====== Entries supplied ======

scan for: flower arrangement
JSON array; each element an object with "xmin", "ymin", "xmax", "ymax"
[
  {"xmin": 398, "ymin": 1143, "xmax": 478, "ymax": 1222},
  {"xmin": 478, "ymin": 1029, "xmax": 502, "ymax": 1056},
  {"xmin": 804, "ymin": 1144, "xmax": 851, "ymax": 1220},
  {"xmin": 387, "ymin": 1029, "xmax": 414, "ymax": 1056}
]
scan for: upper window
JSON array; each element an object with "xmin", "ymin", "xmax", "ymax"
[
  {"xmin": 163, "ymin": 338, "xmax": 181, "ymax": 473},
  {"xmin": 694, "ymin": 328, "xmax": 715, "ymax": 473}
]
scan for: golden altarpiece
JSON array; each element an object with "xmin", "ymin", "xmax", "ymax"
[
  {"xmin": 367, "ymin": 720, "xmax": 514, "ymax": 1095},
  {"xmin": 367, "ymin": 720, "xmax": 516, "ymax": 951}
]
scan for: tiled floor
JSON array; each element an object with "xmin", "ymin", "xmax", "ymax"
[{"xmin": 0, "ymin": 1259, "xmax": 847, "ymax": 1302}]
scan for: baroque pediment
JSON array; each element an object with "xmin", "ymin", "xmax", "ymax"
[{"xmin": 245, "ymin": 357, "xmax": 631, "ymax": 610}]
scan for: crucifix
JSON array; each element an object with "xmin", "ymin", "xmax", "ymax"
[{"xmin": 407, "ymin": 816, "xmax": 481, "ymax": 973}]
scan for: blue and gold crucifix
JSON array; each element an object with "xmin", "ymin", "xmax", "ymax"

======

* Work instructions *
Copy out every line of the data from the line holding "scan for: baroque pediment" through the end of the data, both ends included, shifting each bounding-box coordinate in the answers down by 44.

* Full answer *
scan for: baroque pediment
JSON array; each element an object with "xmin", "ymin", "xmax", "ymax"
[{"xmin": 201, "ymin": 313, "xmax": 587, "ymax": 566}]
scan for: crucifix
JSON array; each element an object with "xmin", "ymin", "xmax", "ymax"
[{"xmin": 363, "ymin": 772, "xmax": 437, "ymax": 929}]
scan for: blue and gold crucifix
JSON array; each element an object with "xmin", "ymin", "xmax", "ymax"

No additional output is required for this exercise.